Saved data entries
━━━━━━━━

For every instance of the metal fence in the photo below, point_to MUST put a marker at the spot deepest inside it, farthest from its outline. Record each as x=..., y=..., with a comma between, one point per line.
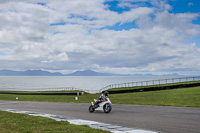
x=151, y=82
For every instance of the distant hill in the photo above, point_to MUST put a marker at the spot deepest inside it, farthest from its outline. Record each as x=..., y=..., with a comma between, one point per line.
x=90, y=73
x=28, y=73
x=76, y=73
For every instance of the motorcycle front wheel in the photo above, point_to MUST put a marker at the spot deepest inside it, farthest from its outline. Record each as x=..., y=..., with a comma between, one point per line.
x=91, y=109
x=107, y=108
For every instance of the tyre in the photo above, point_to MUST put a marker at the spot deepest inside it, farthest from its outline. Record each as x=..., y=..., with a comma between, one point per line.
x=91, y=109
x=107, y=108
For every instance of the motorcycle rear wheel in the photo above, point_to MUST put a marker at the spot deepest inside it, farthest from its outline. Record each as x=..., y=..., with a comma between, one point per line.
x=107, y=108
x=91, y=109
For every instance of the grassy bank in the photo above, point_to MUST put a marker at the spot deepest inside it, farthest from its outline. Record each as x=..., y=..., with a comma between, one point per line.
x=17, y=123
x=186, y=97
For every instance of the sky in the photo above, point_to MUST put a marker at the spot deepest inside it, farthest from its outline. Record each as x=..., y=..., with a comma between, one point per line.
x=111, y=36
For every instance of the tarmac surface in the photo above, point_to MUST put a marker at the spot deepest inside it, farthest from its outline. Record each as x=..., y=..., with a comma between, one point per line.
x=150, y=118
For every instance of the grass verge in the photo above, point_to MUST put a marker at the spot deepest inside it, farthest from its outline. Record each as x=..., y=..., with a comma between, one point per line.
x=17, y=123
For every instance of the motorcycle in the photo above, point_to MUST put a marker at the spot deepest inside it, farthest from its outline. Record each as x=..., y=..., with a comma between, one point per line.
x=105, y=106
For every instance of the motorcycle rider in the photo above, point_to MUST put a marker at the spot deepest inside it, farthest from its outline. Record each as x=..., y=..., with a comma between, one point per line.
x=102, y=98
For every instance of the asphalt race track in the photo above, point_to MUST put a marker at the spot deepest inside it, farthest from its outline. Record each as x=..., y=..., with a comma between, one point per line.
x=155, y=118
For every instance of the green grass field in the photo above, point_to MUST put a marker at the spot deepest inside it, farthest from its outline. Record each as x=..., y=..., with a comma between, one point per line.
x=22, y=123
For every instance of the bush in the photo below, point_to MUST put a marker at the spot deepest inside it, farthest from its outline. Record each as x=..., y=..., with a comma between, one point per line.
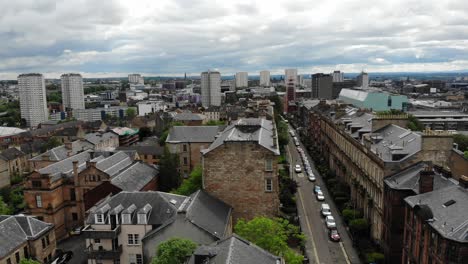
x=375, y=257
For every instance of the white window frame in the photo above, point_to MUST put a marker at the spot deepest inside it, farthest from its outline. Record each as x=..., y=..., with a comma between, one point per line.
x=268, y=185
x=39, y=201
x=268, y=164
x=99, y=218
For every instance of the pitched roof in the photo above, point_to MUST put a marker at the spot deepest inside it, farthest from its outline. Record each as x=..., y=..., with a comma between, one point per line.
x=17, y=229
x=192, y=134
x=449, y=211
x=256, y=130
x=11, y=154
x=234, y=249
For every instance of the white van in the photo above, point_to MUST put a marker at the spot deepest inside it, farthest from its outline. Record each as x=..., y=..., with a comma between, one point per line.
x=325, y=210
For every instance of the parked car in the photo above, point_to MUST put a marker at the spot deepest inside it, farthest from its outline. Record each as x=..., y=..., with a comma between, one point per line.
x=325, y=210
x=320, y=196
x=297, y=169
x=317, y=188
x=334, y=235
x=330, y=222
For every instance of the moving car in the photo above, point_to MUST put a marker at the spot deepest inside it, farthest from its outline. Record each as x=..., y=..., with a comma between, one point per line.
x=320, y=196
x=317, y=188
x=297, y=169
x=325, y=210
x=334, y=235
x=330, y=222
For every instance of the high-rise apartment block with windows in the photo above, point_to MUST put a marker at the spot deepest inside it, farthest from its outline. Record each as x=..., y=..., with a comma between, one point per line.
x=242, y=79
x=33, y=100
x=211, y=88
x=72, y=91
x=264, y=78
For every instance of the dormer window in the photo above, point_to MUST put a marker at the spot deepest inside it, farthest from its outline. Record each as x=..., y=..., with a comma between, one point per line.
x=99, y=218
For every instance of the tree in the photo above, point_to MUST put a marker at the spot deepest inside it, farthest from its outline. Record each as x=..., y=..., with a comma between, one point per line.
x=174, y=251
x=192, y=184
x=271, y=235
x=130, y=112
x=169, y=171
x=29, y=261
x=4, y=210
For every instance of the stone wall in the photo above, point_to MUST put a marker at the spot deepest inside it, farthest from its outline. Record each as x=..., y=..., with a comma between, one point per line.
x=235, y=173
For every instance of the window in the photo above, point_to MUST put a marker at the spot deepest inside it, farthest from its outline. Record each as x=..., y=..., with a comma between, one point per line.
x=99, y=219
x=268, y=164
x=26, y=252
x=133, y=239
x=72, y=194
x=268, y=185
x=139, y=258
x=38, y=201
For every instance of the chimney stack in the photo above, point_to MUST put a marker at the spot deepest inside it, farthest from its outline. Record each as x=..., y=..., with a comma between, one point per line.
x=426, y=179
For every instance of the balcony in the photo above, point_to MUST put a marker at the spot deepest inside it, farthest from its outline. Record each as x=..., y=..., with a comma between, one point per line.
x=104, y=254
x=89, y=232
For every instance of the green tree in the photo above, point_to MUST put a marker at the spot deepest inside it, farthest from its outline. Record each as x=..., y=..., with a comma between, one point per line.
x=271, y=235
x=130, y=112
x=174, y=251
x=29, y=261
x=4, y=209
x=192, y=184
x=169, y=171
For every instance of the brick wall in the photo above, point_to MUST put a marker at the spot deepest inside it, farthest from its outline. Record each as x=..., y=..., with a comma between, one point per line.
x=235, y=173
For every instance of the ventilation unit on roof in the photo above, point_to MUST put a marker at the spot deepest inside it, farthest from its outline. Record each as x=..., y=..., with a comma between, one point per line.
x=449, y=202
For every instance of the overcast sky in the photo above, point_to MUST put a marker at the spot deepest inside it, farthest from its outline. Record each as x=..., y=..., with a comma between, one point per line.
x=170, y=37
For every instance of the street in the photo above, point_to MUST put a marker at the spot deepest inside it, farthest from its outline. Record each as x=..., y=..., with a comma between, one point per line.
x=319, y=248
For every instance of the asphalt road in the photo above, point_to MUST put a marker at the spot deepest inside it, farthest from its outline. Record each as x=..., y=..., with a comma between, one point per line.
x=320, y=249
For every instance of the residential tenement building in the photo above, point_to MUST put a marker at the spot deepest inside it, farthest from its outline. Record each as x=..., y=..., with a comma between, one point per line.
x=188, y=141
x=436, y=225
x=211, y=88
x=56, y=193
x=25, y=237
x=72, y=91
x=129, y=226
x=242, y=80
x=240, y=168
x=33, y=100
x=265, y=78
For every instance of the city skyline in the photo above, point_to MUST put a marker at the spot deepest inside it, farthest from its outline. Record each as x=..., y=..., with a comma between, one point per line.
x=386, y=36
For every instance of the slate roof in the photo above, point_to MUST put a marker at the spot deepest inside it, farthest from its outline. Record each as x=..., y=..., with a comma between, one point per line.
x=408, y=179
x=11, y=154
x=234, y=250
x=188, y=117
x=96, y=138
x=135, y=176
x=256, y=130
x=450, y=221
x=192, y=134
x=396, y=140
x=17, y=229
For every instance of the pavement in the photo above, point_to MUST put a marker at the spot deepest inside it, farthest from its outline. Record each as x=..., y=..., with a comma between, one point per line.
x=76, y=244
x=319, y=248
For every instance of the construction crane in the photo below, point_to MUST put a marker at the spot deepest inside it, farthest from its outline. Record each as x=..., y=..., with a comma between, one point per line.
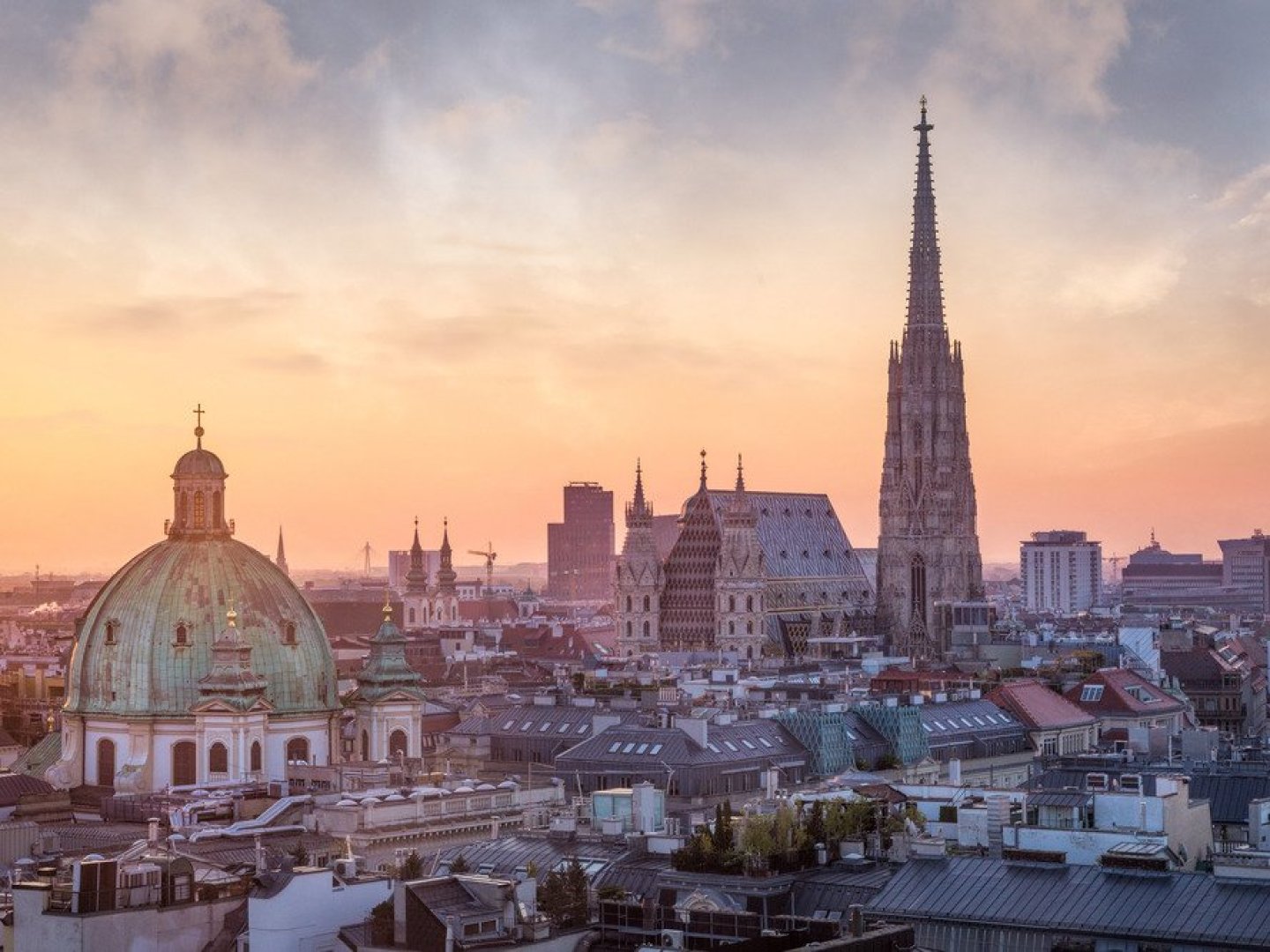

━━━━━━━━

Exercise - Return all of the rows above verbatim, with the pictures left out.

Exercise solution -
For every instance of the metal fence in the photo below, point_to MUST put a marker at the spot deepest inside it, farthest from its outline. Record each as x=..., y=..., with a comma between, one point per line.
x=151, y=82
For every instance of the distant hill in the photo above, point_to MUST put a marker at the spot deepest inside it, farthest from its outline. Record each as x=..., y=..., with a comma between, one point per line.
x=90, y=73
x=28, y=73
x=76, y=73
For every instance of the motorcycle front wheel in the photo above, point_to MUST put a marker at the spot deepest inside it, farthest from its outline. Record each as x=..., y=..., with a comma between, one point per line.
x=91, y=109
x=107, y=108
For every instance of the tyre in the photo above, point_to MUST put a marker at the spot deepest inside it, farthest from its outline. Record each as x=..., y=..., with a comma between, one point per line.
x=91, y=109
x=107, y=108
For every instance of the motorcycle rear wheel in the photo above, point_to MUST put a marker at the spot deepest inside it, farthest from its outline. Record each as x=..., y=..., with a comma between, one point per line.
x=107, y=108
x=91, y=109
For every instance of the grassy bank in the photo above, point_to MUST put a marker at the spot deepest inside it, farthest from its outline. Record each as x=..., y=..., with a comma between, one point per line.
x=17, y=123
x=186, y=97
For every instance of the sky in the photo above, point_to MUST put a marker at the spot deepest inside it, farthest from its outline. Record each as x=..., y=..., with a comma between, one point per line.
x=111, y=36
For every instance of the tarmac surface in the photo above, point_to MUST put a marker at the spot deepest inside it, farthest from its outline. Record each as x=..., y=..., with a comma between, one point per line.
x=150, y=118
For every instance of the grass verge in the photo above, point_to MUST put a marker at the spot deepest inside it, farthest from its outline. Record each as x=..., y=..., with a comma between, one point per line.
x=17, y=123
For every instance of the motorcycle in the photo above, point_to MUST put a marker at the spot deepest inside it, farthest from its outline. Record each as x=..., y=..., with a comma between, one point per line.
x=105, y=106
For every instance of the motorcycle rider in the photo above, point_to MUST put a marker at the spot deepest inside it, farthest from its outline. Record each as x=..., y=..., with a comma between, one point per line.
x=102, y=98
For every instance of the asphalt race track in the photo above, point_to MUST put a marker at the spot deepest inside it, farthest from its outline. Record each as x=..., y=..., with a comma between, one point per line.
x=155, y=118
For every instance of the green grass field in the photo above, point_to MUST put a marker at the spot deepest inside it, farthest from its outline. Record each as x=..., y=..., with a comma between, one point per line.
x=22, y=123
For every instance of the bush in the photo below, point_to MUST put a marker at the spot deepest inside it, farthest from its outline. Record each as x=..., y=..., with a comma between, one point per line.
x=375, y=257
For every instance of the white window frame in the photo above, point_to MUST put a marker at the spot deepest inside it, farthest from its outline. Record each as x=..., y=..., with a comma between, one point per line.
x=268, y=185
x=39, y=201
x=268, y=164
x=99, y=218
For every instance of the pitched roof in the photo above, point_to MUST put a marker at the spot deepest inside it, farthest from its outline. Record each as x=..., y=..., with a comma between, one point per line.
x=17, y=229
x=192, y=134
x=449, y=211
x=256, y=130
x=11, y=154
x=234, y=249
For every instance of the white van in the photo above, point_to MUST put a marker at the spot deepest inside it, farthest from its outline. Record each as x=..., y=..., with a comma between, one point per line.
x=325, y=210
For every instance of the parked car in the photo above, point_to MUST put a marker at the spot deepest inside it, farthest from its outline. Record each as x=..., y=..., with a comma between, one point per line.
x=325, y=210
x=320, y=196
x=297, y=169
x=317, y=188
x=334, y=235
x=330, y=222
For every instance of the moving car in the photo above, point_to MUST put a marker at the spot deepest inside it, farthest from its outline. Record each as x=..., y=..., with a comma between, one point per line.
x=320, y=196
x=317, y=188
x=297, y=169
x=325, y=210
x=334, y=235
x=330, y=222
For every instance of the high-rise apartment block with windows in the photo above, point_to MUST put a marker at the spot deepest inside it, farthest from its outline. Record each as x=..., y=..., with a comma between, one point per line.
x=242, y=79
x=33, y=100
x=211, y=88
x=72, y=91
x=264, y=78
For every instance of the dormer window in the photo above, point_to MUST put a marker at the spot deepest inside it, farthest from its outline. Record each as x=..., y=..., with a comma between, one point per line.
x=99, y=218
For every instance of the tree in the photo above, point_to MUST put a marker at the spot deepest inside it, farthest from its outline. Record each as x=..., y=..., with a comma between, one point per line.
x=174, y=251
x=192, y=184
x=271, y=235
x=130, y=112
x=169, y=171
x=29, y=261
x=4, y=210
For every instance of the stone wall in the photo above, point_to MUST put a marker at the spot deepest inside it, farthest from its outline. Record each as x=..., y=..., with a comma between, one point per line.
x=235, y=173
For every instance of the window in the photo above, point_to MUST put a marker at the spot deepest inside it, farthest from its outline. Record each as x=..., y=..., with a comma between, one point per line.
x=99, y=219
x=268, y=164
x=26, y=252
x=133, y=239
x=72, y=194
x=268, y=185
x=139, y=258
x=38, y=201
For every instance of the chimney stack in the photo above, point_to MUST put a marker at the spot deepest inside it, farthest from its outline. Record each as x=..., y=..., with a comma between, one point per line.
x=426, y=179
For every instance of the balcony in the photo above, point_to MUST put a marker at the spot deepest inside it, farthest from its outline. Record each as x=..., y=..., with a comma between, one point per line.
x=104, y=254
x=89, y=232
For every instance of the green tree in the photo above, point_to MUST put a marker at the spot deepest inside it, farthest from its outline. Record each as x=..., y=..., with a comma between, one point per line.
x=271, y=235
x=130, y=112
x=174, y=251
x=29, y=261
x=4, y=209
x=192, y=184
x=169, y=171
For every instance of the brick wall in the photo above, point_to MUST put a marker at the spot deepest inside it, farthest from its outline. Record each as x=..., y=..., with a comma between, one point per line.
x=235, y=173
For every instance of the ventilation unit on roof in the photo above, point_to MUST put a marker at the spot deepest inside it, farthest from its outline. Record each as x=..., y=..., with a comma between, one point per line.
x=449, y=202
For every instance of the overcast sky in the photo above, point_to MUST put a marker at the spot deepest inside it, farthest from its outline. Record each as x=..., y=..., with a comma between, one point per line.
x=170, y=37
For every instance of the street in the photo above, point_to MUST put a marker at the spot deepest inside it, farthest from its outline. Record each as x=..., y=..., with a comma between, one point per line.
x=319, y=248
For every instance of the asphalt road in the photo above, point_to MUST put a marker at the spot deepest inside it, farthest from its outline. Record each as x=..., y=..., with a comma between, one point per line.
x=320, y=249
For every instance of the residential tenement building in the photo above, point_to MUST put a marker at the spot deepest inside it, farthest from its outline. Record each as x=..., y=..., with a comma between, one point per line.
x=188, y=141
x=436, y=225
x=211, y=88
x=56, y=193
x=25, y=237
x=72, y=91
x=129, y=226
x=242, y=80
x=240, y=168
x=33, y=100
x=265, y=78
For every instance of the city skyline in the photo above, point_to MUST put a marker at the spot deepest inside it, farthest from its outline. Record each as x=..., y=..., with a comma between, one point per line.
x=386, y=36
For every instance of the slate roof in the photo above, point_to MUST put a marker at the spot deepest inside it, farthest from its outline. Record each as x=..., y=..., with a comma between, one point per line.
x=408, y=179
x=11, y=154
x=234, y=250
x=188, y=117
x=96, y=138
x=135, y=176
x=256, y=130
x=450, y=221
x=192, y=134
x=396, y=140
x=17, y=229
For every instance of the pavement in the photo above, point_to MUST put a marker at the spot deepest inside it, farthest from its outline. Record each as x=..., y=..., with a comma between, one point per line.
x=76, y=244
x=319, y=248
For every instance of the construction crane in the photo below, point_to MUST put a marker at the spot deepest inside it, farthest from its outline. Record each as x=..., y=..., with a comma between, one point per line.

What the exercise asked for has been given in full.